-- Work required --
Can you repeat the records between the line holding "The tall white" and the end of the records, inclusive, replacing "wine glass" with "goblet" and leaving everything else unchanged?

-- Task material --
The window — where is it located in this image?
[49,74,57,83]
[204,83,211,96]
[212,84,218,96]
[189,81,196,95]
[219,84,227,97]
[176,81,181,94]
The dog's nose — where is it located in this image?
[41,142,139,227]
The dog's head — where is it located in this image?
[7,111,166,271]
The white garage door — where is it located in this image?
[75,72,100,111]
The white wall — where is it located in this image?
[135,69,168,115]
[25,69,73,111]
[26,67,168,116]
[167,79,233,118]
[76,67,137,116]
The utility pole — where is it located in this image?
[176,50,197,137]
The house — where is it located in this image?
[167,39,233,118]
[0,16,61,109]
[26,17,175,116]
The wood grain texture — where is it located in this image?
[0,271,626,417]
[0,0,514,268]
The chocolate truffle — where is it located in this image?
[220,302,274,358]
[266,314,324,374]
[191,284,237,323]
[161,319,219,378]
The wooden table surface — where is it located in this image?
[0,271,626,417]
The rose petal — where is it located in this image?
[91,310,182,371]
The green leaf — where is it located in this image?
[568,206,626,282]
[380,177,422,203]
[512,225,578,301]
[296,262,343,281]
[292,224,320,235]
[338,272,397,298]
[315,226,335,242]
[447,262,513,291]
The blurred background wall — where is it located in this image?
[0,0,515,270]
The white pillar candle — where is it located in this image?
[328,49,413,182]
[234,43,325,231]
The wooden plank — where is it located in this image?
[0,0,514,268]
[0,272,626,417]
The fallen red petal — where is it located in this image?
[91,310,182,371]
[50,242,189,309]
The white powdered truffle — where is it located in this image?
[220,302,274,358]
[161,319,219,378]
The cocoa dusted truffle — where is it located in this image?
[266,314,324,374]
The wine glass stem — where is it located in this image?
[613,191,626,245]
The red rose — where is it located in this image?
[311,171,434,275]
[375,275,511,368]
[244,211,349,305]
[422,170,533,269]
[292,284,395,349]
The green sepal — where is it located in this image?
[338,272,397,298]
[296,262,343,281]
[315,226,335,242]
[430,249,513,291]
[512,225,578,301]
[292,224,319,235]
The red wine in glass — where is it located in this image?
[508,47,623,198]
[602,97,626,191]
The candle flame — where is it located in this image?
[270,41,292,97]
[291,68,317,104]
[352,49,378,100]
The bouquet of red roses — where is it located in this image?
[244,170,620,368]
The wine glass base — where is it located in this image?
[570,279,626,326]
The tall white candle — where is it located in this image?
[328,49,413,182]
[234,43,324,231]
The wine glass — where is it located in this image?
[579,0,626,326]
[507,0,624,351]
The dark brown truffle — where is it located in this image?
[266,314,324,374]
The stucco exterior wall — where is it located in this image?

-- Exercise solution --
The tall white candle — where is it located in this image?
[328,49,413,182]
[234,43,324,231]
The goblet — where is it located in this image?
[579,0,626,326]
[507,0,624,351]
The dark brown truffle — where is it located in this image?
[266,314,324,374]
The stucco exterior wall — where is it located in this image?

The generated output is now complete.